*WHAT THE TASK REQUIRES*
Gather every line in the entries below that contains the word "purple", and copy each one out.

*SUPPLIED INFORMATION*
════════
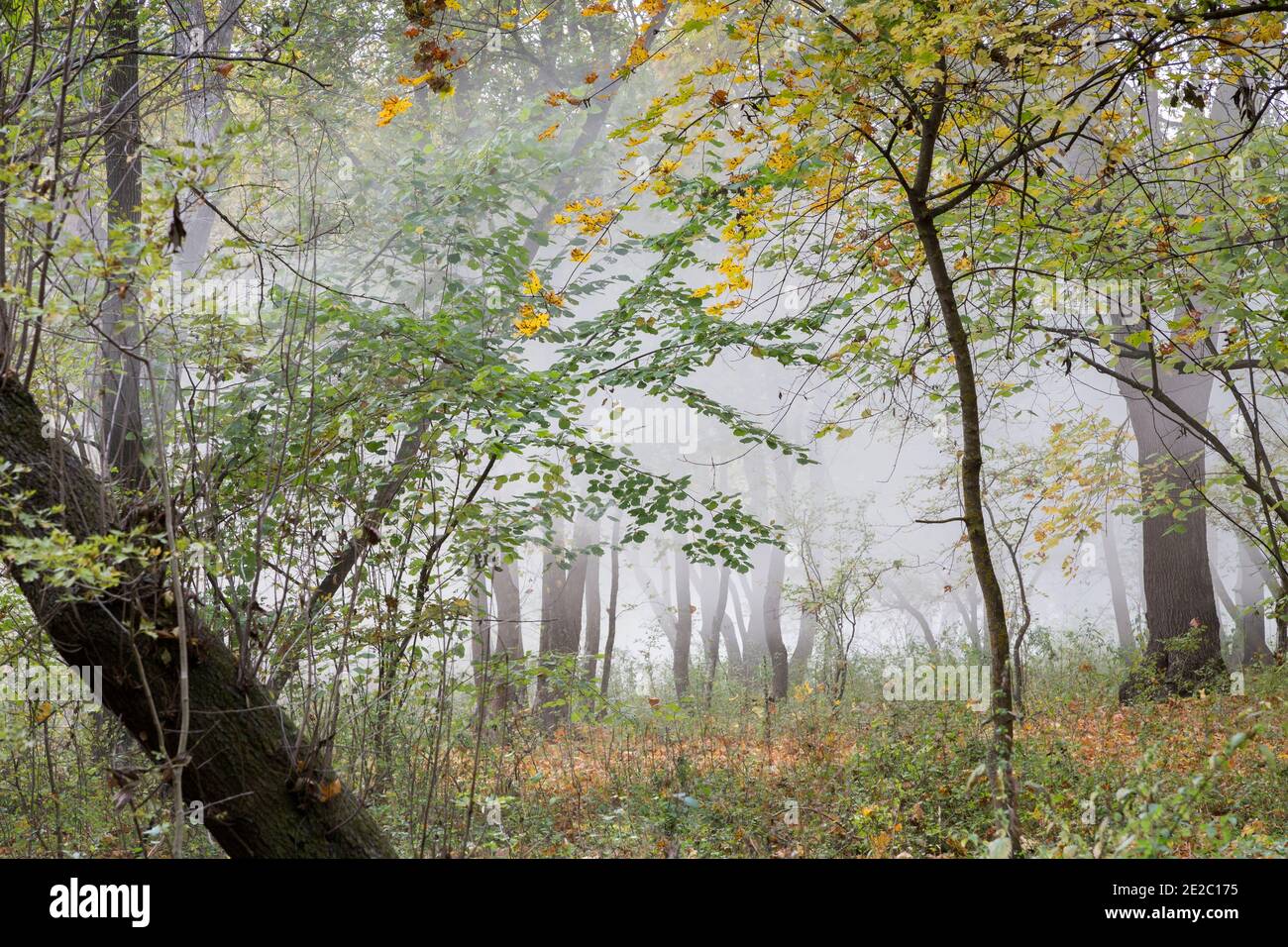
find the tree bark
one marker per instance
(614, 575)
(683, 625)
(265, 795)
(1119, 589)
(773, 612)
(1184, 650)
(1248, 598)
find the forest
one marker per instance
(643, 429)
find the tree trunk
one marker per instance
(263, 795)
(1005, 789)
(1248, 600)
(804, 650)
(614, 575)
(123, 146)
(592, 617)
(773, 612)
(1184, 650)
(509, 631)
(712, 625)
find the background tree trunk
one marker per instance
(263, 789)
(683, 625)
(1180, 604)
(1119, 589)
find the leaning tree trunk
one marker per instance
(263, 795)
(1184, 650)
(1248, 598)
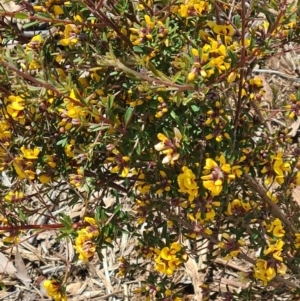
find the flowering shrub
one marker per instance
(157, 102)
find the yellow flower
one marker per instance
(263, 271)
(121, 163)
(14, 196)
(68, 149)
(167, 260)
(169, 148)
(214, 175)
(237, 207)
(29, 153)
(275, 250)
(231, 246)
(276, 228)
(54, 290)
(187, 183)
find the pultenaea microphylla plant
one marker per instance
(155, 101)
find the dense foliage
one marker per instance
(155, 102)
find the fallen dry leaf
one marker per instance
(21, 272)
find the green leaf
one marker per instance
(110, 102)
(195, 108)
(62, 142)
(176, 118)
(21, 16)
(176, 77)
(66, 221)
(138, 49)
(233, 57)
(128, 114)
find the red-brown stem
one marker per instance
(44, 227)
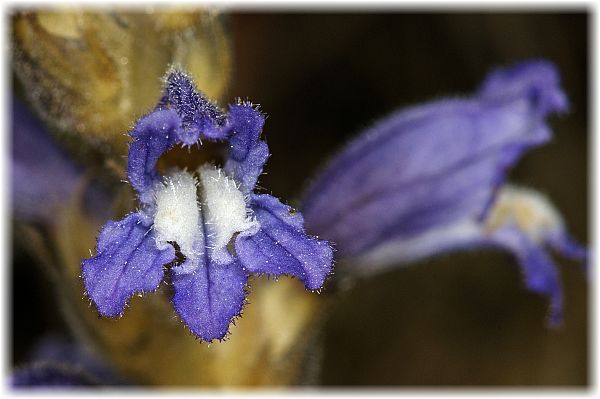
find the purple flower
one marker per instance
(430, 179)
(220, 227)
(43, 177)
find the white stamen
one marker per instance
(177, 212)
(225, 205)
(528, 209)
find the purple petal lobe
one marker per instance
(428, 166)
(208, 296)
(537, 80)
(281, 246)
(247, 154)
(153, 135)
(200, 117)
(49, 375)
(127, 261)
(541, 274)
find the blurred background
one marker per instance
(462, 319)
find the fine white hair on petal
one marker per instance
(225, 210)
(528, 209)
(177, 215)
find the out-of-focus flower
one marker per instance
(430, 179)
(43, 176)
(58, 363)
(213, 218)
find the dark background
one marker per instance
(459, 319)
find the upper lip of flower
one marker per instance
(210, 285)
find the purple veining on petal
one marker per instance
(209, 297)
(127, 262)
(209, 286)
(247, 154)
(409, 162)
(282, 247)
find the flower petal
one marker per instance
(208, 296)
(153, 135)
(49, 375)
(247, 154)
(200, 117)
(541, 274)
(281, 246)
(429, 165)
(127, 261)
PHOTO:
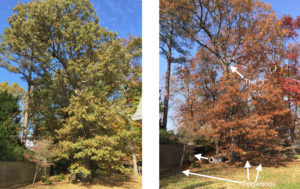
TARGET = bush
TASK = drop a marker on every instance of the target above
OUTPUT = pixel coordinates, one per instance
(48, 182)
(167, 137)
(44, 177)
(60, 177)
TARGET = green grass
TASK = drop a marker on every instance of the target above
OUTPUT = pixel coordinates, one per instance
(285, 176)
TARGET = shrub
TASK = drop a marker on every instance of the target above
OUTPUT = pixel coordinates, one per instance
(60, 177)
(44, 177)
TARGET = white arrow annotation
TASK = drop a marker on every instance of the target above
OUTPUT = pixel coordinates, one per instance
(259, 169)
(247, 166)
(187, 173)
(199, 156)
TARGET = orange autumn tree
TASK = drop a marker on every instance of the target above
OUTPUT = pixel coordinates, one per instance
(246, 119)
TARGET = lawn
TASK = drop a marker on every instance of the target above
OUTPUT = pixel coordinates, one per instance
(284, 176)
(132, 183)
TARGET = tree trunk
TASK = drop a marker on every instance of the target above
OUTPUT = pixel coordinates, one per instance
(134, 162)
(217, 147)
(167, 95)
(36, 172)
(26, 112)
(182, 158)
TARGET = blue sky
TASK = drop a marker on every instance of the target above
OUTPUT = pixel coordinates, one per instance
(121, 16)
(286, 7)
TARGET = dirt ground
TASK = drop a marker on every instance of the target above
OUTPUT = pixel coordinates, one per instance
(133, 183)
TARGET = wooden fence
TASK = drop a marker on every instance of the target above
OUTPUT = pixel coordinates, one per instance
(15, 174)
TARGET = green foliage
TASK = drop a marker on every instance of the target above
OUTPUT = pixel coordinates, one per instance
(59, 178)
(87, 82)
(167, 137)
(81, 171)
(44, 177)
(10, 149)
(48, 182)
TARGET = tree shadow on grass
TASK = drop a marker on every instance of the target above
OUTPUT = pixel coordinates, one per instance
(110, 180)
(199, 185)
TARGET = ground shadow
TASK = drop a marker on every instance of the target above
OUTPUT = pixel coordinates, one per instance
(110, 180)
(199, 185)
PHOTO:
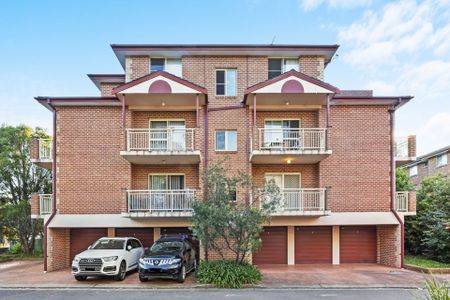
════════
*SOLUTION TO THE EXERCISE*
find the purple flower
find the purple petal lobe
find the purple veining on petal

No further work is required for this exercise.